Your task is to transcribe the entries below exactly, beginning with the line containing "Could you point out the round" and ending with the final line, and to add nothing else.
#### Excerpted records
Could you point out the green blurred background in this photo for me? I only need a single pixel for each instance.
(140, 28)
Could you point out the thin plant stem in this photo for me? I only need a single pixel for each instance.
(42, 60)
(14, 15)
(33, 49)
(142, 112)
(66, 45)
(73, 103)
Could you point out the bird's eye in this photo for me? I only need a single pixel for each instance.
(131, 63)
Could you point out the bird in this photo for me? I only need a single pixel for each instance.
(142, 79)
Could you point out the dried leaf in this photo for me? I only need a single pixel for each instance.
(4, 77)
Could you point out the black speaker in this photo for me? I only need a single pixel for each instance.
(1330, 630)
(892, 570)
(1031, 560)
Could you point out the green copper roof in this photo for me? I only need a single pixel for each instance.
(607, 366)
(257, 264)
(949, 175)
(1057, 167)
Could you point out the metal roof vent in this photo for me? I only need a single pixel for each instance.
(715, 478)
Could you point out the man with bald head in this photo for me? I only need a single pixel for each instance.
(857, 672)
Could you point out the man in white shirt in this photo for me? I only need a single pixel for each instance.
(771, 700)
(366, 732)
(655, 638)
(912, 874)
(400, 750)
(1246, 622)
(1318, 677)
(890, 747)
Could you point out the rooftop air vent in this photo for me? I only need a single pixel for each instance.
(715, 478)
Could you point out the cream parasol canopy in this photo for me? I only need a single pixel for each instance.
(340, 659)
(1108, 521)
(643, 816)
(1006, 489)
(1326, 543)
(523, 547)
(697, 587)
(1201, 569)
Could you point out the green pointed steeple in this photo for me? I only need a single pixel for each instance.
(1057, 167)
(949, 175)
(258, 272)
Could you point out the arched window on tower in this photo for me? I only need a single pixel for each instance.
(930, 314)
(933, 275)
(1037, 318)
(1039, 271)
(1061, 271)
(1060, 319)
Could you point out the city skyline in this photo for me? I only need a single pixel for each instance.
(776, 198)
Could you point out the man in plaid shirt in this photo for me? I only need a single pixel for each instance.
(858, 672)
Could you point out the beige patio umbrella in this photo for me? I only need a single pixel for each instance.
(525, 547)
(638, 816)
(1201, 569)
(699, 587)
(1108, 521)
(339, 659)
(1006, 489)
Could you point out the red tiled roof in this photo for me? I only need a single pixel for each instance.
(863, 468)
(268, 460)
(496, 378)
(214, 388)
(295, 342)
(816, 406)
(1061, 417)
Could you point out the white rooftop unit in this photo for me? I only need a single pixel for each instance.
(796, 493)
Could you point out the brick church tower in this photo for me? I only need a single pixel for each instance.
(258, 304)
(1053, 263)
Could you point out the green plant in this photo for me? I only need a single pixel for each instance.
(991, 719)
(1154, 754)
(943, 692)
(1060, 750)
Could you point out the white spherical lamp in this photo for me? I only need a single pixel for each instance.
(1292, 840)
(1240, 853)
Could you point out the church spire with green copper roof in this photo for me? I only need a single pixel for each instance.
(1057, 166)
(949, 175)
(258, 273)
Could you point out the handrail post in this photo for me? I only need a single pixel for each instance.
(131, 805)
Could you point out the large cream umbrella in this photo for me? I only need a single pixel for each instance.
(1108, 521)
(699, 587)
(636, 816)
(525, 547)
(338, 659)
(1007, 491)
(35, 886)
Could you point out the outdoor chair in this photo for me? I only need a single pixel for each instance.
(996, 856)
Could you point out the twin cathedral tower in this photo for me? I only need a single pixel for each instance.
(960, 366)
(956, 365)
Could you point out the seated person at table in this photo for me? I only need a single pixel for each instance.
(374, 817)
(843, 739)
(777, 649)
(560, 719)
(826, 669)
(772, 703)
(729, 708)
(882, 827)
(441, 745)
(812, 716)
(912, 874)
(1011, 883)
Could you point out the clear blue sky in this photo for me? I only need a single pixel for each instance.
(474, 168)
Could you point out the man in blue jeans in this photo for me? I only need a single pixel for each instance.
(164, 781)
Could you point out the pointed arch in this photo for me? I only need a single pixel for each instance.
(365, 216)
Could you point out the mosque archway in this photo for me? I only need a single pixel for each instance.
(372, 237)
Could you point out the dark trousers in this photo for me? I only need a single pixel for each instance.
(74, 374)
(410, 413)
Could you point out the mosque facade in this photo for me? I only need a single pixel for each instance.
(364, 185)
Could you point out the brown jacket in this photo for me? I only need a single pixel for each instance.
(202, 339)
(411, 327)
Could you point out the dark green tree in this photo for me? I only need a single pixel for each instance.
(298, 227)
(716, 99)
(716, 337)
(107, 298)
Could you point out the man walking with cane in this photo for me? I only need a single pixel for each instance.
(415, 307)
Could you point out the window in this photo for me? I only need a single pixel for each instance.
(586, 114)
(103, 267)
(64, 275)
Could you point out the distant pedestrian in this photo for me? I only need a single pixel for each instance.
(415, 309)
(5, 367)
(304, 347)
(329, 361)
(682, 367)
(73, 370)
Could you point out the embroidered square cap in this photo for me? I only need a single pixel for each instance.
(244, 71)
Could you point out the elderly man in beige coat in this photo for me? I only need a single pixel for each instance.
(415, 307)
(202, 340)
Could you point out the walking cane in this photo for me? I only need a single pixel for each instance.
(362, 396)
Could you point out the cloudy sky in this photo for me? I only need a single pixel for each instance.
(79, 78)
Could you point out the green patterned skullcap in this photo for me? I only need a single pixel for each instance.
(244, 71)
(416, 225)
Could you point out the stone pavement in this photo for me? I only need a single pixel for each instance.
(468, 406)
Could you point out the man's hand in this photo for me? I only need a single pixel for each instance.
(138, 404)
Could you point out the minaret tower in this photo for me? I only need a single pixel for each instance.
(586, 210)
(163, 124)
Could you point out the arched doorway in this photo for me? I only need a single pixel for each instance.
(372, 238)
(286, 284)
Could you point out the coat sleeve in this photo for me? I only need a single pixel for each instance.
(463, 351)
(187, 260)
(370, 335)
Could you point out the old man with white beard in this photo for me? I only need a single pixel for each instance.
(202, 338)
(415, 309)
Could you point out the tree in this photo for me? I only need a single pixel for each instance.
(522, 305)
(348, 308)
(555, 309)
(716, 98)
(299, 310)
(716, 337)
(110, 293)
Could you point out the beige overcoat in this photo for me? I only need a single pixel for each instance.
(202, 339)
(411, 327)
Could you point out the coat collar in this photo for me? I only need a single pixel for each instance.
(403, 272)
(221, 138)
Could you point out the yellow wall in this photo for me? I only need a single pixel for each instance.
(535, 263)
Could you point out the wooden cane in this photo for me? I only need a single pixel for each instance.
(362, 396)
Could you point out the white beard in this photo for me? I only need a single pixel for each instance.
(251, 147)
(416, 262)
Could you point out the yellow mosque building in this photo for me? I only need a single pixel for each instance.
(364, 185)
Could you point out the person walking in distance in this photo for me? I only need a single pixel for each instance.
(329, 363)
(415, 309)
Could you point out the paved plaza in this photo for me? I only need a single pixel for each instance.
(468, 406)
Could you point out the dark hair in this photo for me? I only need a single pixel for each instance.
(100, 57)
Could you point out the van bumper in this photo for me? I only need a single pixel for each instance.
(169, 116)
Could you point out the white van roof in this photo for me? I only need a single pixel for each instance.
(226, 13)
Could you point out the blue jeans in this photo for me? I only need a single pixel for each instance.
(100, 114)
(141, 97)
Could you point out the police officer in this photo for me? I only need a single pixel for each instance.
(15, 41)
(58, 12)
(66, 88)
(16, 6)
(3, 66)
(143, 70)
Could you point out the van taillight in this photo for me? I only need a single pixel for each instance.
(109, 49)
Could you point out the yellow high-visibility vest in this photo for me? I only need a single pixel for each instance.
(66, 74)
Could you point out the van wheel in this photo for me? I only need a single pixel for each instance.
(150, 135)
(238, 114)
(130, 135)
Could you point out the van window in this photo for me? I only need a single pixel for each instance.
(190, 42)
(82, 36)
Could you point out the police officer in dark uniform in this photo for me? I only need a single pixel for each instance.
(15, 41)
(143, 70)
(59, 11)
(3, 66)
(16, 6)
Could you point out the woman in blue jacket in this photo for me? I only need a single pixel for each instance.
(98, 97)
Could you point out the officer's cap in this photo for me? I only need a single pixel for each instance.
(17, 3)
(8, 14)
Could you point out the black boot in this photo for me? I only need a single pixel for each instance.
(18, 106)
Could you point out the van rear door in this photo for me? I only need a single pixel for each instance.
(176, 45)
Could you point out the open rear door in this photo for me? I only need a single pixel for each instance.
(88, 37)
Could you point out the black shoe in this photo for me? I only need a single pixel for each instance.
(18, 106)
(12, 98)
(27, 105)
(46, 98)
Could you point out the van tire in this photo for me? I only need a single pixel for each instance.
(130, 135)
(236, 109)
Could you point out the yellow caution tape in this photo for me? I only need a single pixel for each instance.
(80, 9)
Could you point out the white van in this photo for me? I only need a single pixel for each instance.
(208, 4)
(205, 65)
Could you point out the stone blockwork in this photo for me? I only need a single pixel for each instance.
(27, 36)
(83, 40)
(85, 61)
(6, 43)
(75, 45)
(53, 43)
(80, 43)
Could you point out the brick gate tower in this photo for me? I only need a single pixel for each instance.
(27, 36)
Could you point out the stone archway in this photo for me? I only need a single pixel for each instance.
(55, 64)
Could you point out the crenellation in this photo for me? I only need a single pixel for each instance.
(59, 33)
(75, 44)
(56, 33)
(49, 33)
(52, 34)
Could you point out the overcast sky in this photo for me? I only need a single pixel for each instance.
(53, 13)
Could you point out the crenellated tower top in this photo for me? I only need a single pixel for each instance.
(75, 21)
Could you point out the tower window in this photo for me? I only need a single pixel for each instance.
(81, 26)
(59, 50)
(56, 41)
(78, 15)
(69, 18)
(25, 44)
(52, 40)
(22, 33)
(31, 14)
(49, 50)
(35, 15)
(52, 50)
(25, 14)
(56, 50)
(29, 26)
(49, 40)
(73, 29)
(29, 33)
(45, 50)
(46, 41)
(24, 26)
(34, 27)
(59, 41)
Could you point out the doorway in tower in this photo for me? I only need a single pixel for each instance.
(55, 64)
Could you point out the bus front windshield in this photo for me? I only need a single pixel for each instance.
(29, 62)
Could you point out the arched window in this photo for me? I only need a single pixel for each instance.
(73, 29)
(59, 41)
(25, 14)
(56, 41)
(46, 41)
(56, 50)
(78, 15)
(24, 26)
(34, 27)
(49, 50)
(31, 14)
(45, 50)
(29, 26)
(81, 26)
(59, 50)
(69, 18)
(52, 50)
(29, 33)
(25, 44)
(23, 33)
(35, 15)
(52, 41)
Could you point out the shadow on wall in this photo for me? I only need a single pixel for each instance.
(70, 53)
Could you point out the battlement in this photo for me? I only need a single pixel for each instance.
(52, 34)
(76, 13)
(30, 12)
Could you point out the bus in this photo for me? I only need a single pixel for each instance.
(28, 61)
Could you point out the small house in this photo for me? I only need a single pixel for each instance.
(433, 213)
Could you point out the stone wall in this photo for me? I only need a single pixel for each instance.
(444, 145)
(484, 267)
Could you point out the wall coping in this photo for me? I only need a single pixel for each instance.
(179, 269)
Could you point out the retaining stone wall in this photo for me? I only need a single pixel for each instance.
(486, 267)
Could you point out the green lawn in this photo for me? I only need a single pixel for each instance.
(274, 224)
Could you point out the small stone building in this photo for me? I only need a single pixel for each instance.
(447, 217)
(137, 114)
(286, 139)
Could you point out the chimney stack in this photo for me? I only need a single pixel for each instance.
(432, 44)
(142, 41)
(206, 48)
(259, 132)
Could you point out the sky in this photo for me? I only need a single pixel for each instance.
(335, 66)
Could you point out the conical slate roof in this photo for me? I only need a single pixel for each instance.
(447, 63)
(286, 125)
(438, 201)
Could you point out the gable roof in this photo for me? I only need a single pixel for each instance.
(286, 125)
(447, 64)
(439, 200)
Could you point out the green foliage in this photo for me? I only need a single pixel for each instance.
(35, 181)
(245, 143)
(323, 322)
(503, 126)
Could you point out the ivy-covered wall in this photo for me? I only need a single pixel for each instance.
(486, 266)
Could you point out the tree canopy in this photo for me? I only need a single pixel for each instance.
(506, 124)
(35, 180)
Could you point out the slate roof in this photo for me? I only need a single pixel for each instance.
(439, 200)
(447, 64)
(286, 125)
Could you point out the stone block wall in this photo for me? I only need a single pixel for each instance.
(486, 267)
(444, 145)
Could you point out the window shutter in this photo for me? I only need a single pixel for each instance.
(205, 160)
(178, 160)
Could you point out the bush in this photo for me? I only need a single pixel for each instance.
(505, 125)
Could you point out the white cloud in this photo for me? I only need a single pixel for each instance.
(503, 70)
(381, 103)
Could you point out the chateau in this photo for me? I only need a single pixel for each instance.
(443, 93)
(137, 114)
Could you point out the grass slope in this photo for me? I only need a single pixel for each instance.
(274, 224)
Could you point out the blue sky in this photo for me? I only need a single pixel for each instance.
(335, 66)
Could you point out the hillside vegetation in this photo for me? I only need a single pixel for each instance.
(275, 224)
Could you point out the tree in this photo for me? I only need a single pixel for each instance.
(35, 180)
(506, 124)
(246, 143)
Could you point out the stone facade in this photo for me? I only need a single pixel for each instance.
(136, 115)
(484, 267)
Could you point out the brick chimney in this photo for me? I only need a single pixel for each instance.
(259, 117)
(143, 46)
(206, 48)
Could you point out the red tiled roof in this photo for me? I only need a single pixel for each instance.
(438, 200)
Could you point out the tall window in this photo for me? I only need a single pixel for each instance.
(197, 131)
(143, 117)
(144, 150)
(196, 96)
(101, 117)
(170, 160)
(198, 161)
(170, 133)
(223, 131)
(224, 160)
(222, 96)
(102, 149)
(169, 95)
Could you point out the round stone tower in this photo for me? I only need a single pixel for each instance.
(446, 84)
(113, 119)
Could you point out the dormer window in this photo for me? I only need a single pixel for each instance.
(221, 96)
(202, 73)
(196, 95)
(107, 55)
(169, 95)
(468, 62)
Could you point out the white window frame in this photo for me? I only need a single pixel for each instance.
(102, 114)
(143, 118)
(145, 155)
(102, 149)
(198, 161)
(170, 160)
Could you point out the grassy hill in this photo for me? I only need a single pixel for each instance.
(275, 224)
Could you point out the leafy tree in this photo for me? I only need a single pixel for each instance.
########
■ **The response**
Could you point out the round stone tower in this photo for me? I only need a single pixel for each instance.
(446, 84)
(113, 119)
Could you point out the dormer window in this photo for me? I only need a single pixel for each instance.
(221, 96)
(202, 73)
(196, 95)
(107, 55)
(169, 95)
(468, 62)
Could you point out the white window frame in this photo for me? I only need a single pixel for each instance.
(102, 114)
(143, 118)
(145, 155)
(102, 149)
(198, 161)
(170, 160)
Could you point out the grassy hill in this photo for me? I only need a single pixel for each instance.
(275, 224)
Could you point out the leafy tree in this photo for me? I only need a single pixel for each instance.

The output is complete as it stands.